• Work instructions: Find the line containing "Where can the plastic". Return it and every line after it, unchanged, up to and including the last line.
-- start Input for this task --
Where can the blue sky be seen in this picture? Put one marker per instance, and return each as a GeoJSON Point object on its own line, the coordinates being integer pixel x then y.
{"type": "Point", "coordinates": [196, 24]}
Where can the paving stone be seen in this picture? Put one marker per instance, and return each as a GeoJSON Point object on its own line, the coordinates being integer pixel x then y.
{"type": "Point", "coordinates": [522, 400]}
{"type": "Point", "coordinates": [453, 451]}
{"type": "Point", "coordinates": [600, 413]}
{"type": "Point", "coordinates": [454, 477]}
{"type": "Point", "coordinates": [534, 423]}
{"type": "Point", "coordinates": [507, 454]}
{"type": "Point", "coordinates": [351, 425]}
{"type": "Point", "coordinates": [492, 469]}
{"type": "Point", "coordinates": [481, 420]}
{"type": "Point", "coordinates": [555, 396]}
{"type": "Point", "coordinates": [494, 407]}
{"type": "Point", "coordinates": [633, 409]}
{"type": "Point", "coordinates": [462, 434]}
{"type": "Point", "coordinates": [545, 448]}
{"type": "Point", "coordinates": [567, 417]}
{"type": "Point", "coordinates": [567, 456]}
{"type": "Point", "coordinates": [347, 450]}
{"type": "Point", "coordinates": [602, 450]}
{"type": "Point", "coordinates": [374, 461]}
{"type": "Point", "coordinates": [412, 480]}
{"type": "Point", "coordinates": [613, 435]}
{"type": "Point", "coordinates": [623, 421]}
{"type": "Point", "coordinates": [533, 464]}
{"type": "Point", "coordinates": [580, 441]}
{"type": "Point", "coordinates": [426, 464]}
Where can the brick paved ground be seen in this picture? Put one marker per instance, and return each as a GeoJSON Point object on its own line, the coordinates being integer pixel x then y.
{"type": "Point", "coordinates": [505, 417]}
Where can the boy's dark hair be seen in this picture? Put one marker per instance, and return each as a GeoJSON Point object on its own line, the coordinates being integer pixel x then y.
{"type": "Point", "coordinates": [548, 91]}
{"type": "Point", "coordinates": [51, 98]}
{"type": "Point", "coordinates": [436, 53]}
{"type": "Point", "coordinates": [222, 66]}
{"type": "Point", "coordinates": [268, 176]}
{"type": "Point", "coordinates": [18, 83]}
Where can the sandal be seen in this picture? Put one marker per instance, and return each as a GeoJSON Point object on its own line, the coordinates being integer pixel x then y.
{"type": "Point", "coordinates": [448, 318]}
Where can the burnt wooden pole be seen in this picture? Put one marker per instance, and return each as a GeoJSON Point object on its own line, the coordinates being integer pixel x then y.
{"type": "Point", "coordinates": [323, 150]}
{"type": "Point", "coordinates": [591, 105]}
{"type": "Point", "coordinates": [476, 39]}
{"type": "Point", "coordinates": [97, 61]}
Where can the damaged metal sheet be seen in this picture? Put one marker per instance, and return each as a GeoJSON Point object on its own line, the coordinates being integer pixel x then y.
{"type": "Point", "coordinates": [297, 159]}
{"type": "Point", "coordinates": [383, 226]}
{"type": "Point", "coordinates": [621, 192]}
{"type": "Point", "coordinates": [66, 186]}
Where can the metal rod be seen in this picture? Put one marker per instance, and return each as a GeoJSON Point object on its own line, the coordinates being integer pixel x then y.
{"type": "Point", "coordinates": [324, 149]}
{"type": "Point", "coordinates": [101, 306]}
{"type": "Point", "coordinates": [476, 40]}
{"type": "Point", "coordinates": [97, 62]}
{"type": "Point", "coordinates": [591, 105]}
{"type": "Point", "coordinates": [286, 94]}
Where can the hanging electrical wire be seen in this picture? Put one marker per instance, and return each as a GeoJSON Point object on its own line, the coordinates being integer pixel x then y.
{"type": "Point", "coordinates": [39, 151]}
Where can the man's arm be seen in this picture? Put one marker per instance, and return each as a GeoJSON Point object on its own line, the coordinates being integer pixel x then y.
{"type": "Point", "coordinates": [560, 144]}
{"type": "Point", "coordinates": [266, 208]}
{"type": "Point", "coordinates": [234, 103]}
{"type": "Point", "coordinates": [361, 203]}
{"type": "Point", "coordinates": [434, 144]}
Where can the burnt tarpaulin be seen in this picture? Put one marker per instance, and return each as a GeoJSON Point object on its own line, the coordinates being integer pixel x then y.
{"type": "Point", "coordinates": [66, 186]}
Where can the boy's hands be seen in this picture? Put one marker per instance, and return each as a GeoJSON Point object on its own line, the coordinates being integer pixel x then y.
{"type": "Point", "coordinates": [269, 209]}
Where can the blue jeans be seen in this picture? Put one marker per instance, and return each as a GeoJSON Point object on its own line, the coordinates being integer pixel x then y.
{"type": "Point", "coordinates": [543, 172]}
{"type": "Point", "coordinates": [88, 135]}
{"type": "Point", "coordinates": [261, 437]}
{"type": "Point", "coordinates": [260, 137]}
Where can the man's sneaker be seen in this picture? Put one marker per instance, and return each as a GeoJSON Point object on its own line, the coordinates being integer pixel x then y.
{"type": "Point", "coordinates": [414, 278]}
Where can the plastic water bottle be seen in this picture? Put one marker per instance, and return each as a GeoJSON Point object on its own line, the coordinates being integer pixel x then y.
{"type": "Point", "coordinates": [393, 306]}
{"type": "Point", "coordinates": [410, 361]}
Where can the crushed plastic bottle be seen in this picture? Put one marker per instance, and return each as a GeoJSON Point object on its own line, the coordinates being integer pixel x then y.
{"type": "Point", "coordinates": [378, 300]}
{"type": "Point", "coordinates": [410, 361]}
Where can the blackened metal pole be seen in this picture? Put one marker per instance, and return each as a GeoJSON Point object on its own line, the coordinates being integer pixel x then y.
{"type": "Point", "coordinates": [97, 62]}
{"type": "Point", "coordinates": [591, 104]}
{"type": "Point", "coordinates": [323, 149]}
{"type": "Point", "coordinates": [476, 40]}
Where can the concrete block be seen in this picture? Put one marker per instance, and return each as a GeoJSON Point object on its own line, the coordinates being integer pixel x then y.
-- end Input for this task --
• Answer for this exercise:
Where can the plastic water bottle be seen in this picture? Put one marker per instance, and return each as a GeoJSON Point object on its own line, the coordinates being integer pixel x then y.
{"type": "Point", "coordinates": [393, 306]}
{"type": "Point", "coordinates": [410, 361]}
Where can the crushed plastic bottle be seen in this picture? Put one marker per instance, and return each as a GeoJSON Point object on its own line, the coordinates being integer pixel x then y.
{"type": "Point", "coordinates": [378, 300]}
{"type": "Point", "coordinates": [410, 361]}
Where can the blackened metal pole be seen in this picture? Put one marker per instance, and return each as a GeoJSON Point object on its own line, the coordinates being integer pixel x then y.
{"type": "Point", "coordinates": [97, 62]}
{"type": "Point", "coordinates": [591, 104]}
{"type": "Point", "coordinates": [323, 149]}
{"type": "Point", "coordinates": [476, 40]}
Where can the concrete block be seen in this picture? Put one marker per instance, and return each as a GeoJSON Point object on its own line, the coordinates being integer pixel x then y.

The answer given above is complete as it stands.